• DESCRIZIONE DEL PROBLEMA:
Modifica il materiale dalla riga che contiene "Note: one point per instance of the rear passenger" fino all'ultima riga del materiale, entrambe incluse, sostituendo "driver door" con "front driver door" e senza cambiare nient'altro. Riscrivi soltanto queste righe.

+++ DATI FORNITI

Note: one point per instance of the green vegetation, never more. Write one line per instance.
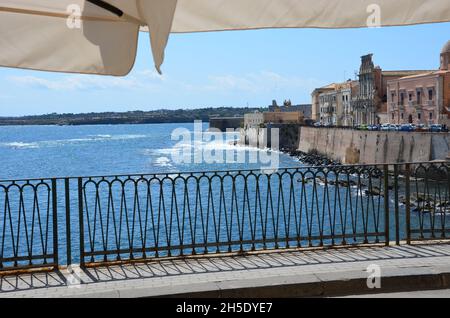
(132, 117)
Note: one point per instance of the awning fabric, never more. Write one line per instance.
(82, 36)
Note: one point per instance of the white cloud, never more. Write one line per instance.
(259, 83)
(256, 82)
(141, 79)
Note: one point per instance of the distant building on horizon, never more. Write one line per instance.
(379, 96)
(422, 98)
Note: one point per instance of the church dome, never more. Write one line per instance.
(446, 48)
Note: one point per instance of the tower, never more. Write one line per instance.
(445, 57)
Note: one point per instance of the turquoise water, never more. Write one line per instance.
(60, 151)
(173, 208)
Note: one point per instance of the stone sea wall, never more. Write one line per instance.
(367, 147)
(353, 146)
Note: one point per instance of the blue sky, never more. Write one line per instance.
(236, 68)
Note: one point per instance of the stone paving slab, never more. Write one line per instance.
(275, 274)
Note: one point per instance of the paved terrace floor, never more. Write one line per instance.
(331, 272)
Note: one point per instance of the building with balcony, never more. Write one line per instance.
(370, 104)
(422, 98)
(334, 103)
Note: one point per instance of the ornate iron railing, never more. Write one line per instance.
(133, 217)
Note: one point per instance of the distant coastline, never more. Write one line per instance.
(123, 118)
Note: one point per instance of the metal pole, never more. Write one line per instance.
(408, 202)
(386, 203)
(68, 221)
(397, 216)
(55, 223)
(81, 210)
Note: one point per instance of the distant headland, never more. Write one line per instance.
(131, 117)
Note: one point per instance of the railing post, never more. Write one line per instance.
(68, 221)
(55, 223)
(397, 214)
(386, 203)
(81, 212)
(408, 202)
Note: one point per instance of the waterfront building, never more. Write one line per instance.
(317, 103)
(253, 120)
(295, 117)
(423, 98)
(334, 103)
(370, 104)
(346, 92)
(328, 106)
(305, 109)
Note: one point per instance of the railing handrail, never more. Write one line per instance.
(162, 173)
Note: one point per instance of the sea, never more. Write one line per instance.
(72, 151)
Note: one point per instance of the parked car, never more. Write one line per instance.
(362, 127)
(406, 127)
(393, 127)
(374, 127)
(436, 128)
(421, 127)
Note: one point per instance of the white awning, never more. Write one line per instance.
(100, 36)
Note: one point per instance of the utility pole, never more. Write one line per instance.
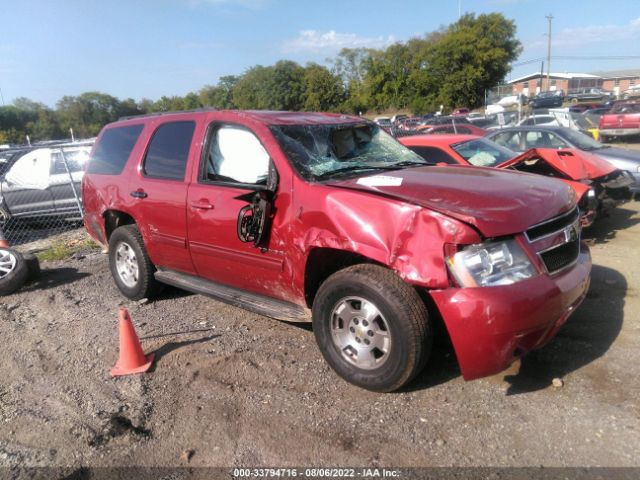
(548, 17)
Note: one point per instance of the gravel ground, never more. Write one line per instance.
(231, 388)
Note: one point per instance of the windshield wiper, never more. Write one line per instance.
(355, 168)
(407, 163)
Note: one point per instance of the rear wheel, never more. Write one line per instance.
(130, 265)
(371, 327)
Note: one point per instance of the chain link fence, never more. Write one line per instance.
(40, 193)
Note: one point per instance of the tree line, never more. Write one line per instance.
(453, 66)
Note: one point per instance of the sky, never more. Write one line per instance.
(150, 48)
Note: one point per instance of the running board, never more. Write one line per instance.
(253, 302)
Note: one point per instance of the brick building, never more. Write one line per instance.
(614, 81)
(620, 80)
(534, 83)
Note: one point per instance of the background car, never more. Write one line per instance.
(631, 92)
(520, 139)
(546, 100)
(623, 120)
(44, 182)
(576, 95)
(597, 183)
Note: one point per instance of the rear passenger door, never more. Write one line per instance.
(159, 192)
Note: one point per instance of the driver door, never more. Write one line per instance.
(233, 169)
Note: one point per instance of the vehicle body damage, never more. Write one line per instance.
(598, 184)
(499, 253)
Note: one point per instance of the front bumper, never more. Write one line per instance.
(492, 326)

++++++

• PROBLEMA RISOLTO:
Note: one point per instance of the rear passenger door, never more. Write one line per instance.
(159, 192)
Note: one point per instance of the front driver door, never more. Write one line per instance.
(233, 169)
Note: one point per instance of the vehicle body damage, never more. Write one line per instance.
(598, 184)
(499, 253)
Note: one point per instance of the front bumper, never more. Write one line per instance.
(492, 326)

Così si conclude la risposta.